==== SUPPLIED MATERIAL ====

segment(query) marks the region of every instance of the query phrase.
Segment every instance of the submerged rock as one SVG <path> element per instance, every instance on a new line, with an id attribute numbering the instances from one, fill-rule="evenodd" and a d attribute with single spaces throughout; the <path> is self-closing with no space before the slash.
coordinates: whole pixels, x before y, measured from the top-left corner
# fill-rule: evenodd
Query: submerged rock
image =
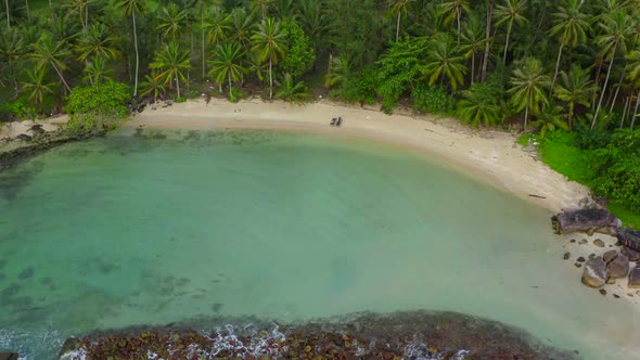
<path id="1" fill-rule="evenodd" d="M 625 278 L 629 273 L 629 259 L 623 254 L 618 254 L 606 265 L 606 272 L 613 279 Z"/>
<path id="2" fill-rule="evenodd" d="M 593 258 L 585 265 L 583 284 L 590 287 L 601 287 L 606 283 L 606 263 L 602 257 Z"/>

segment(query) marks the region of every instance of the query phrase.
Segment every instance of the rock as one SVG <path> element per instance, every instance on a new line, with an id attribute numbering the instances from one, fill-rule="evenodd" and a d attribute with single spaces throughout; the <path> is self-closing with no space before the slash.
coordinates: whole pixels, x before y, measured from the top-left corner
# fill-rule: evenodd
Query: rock
<path id="1" fill-rule="evenodd" d="M 606 272 L 610 278 L 625 278 L 629 273 L 629 258 L 618 254 L 611 262 L 606 265 Z"/>
<path id="2" fill-rule="evenodd" d="M 618 256 L 618 252 L 609 250 L 604 253 L 604 255 L 602 255 L 602 259 L 604 260 L 604 262 L 609 263 L 611 260 L 615 259 L 616 256 Z"/>
<path id="3" fill-rule="evenodd" d="M 64 356 L 65 353 L 76 351 L 81 347 L 82 347 L 82 342 L 80 342 L 79 338 L 69 337 L 66 340 L 64 340 L 64 344 L 62 344 L 62 348 L 60 349 L 59 355 L 62 358 L 62 356 Z"/>
<path id="4" fill-rule="evenodd" d="M 20 359 L 17 352 L 0 352 L 0 360 L 17 360 Z"/>
<path id="5" fill-rule="evenodd" d="M 585 265 L 583 284 L 590 287 L 601 287 L 606 283 L 606 263 L 602 257 L 593 258 Z"/>
<path id="6" fill-rule="evenodd" d="M 629 288 L 640 288 L 640 268 L 636 267 L 629 272 L 629 282 L 627 284 Z M 640 292 L 636 292 L 640 295 Z"/>
<path id="7" fill-rule="evenodd" d="M 630 261 L 638 261 L 640 260 L 640 252 L 637 252 L 632 248 L 628 248 L 627 246 L 623 246 L 620 254 L 625 255 L 629 258 Z"/>

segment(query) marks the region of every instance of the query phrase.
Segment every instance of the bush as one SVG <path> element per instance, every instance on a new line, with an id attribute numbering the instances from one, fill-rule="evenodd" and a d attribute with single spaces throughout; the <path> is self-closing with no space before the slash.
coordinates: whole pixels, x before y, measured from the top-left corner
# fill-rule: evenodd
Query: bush
<path id="1" fill-rule="evenodd" d="M 456 108 L 456 99 L 439 86 L 421 83 L 411 92 L 413 110 L 433 114 L 452 114 Z"/>
<path id="2" fill-rule="evenodd" d="M 108 80 L 101 85 L 76 87 L 65 106 L 72 131 L 94 131 L 114 128 L 129 115 L 130 89 Z"/>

====

* **SET TASK**:
Rewrite the listing from its first line through the line containing "593 258 L 585", changing "submerged rock" to "underwater rock" and keeping everything else the same. Leave the pictures out of your answer.

* **EXPECTED ANSWER**:
segment(query) marks the region of every instance of the query phrase.
Segment every instance of the underwater rock as one SVG <path> element per instance, every instance on a new line, with an id attribute numbering the instances from one, fill-rule="evenodd" and a d attribute with single spaces throughout; the <path> is self-closing with no space before the slash.
coordinates: whole pixels, x before y, measured from the top-left corner
# fill-rule: evenodd
Query: underwater rock
image =
<path id="1" fill-rule="evenodd" d="M 625 278 L 629 273 L 629 259 L 623 254 L 618 254 L 606 265 L 606 272 L 613 279 Z"/>
<path id="2" fill-rule="evenodd" d="M 593 258 L 585 265 L 583 284 L 590 287 L 601 287 L 606 283 L 606 263 L 602 257 Z"/>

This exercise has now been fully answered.